• SUPPLIED MATERIAL

----

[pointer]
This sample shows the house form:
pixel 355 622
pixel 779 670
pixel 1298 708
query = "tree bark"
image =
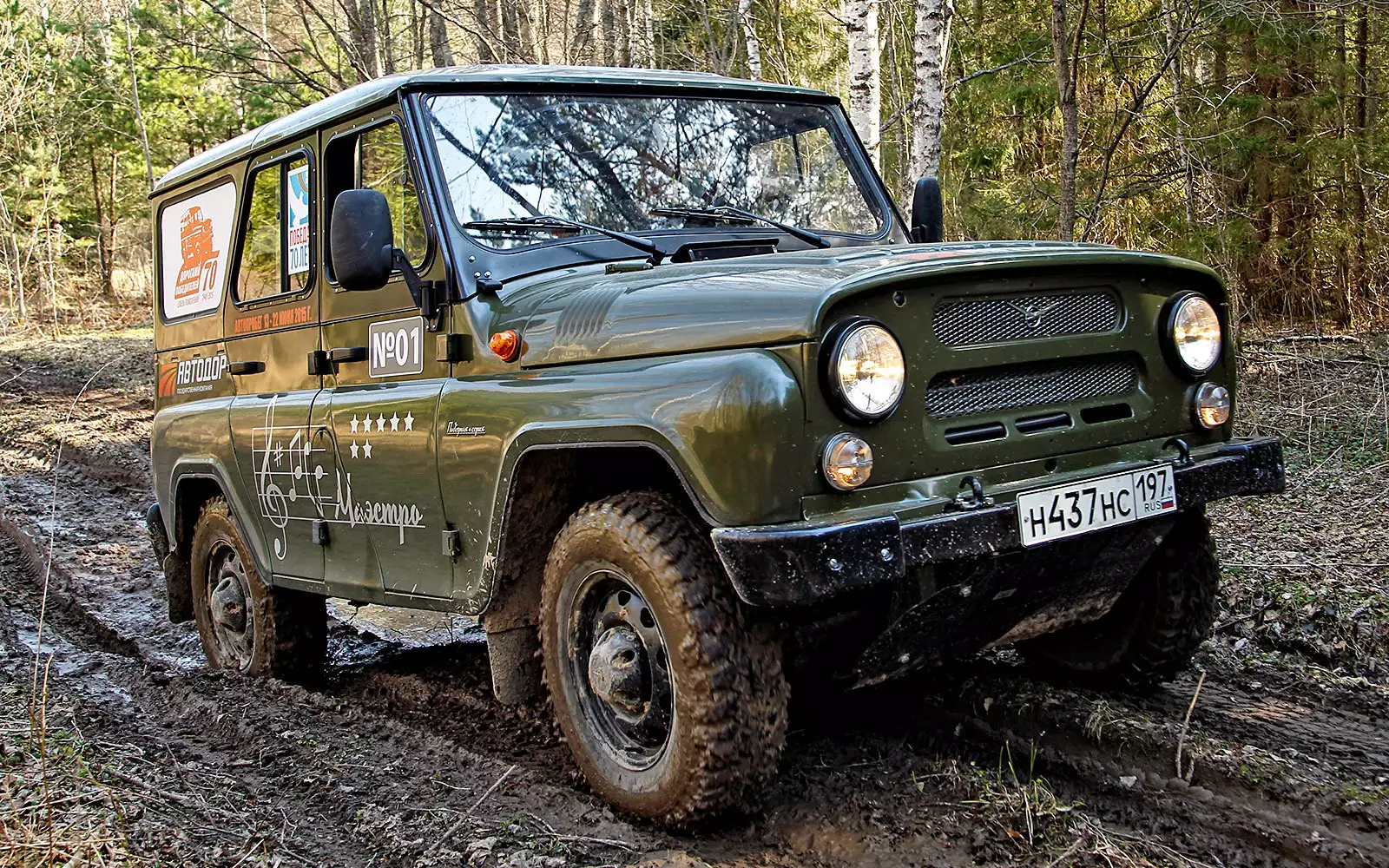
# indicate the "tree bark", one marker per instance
pixel 441 53
pixel 865 66
pixel 581 41
pixel 1070 120
pixel 103 250
pixel 754 46
pixel 367 39
pixel 931 46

----

Convert every line of the items above into a Markdown table with a "No." column for the row number and a "Line" column for the text, skipping blank lines. Leave the pictures out of the table.

• SOLUTION TO THIS TASK
| No. | Line |
|---|---|
| 1 | [pointer] |
| 2 | This sample shows the house form: |
| 3 | pixel 355 622 |
| 4 | pixel 779 670 |
| 5 | pixel 1298 708 |
| 6 | query = "tree bark" |
| 7 | image = |
| 8 | # indicate the "tree bark", one marker per instance |
| 9 | pixel 441 53 |
| 10 | pixel 865 66 |
| 11 | pixel 581 41 |
| 12 | pixel 1070 120 |
| 13 | pixel 103 250 |
| 14 | pixel 754 46 |
| 15 | pixel 367 39 |
| 16 | pixel 931 46 |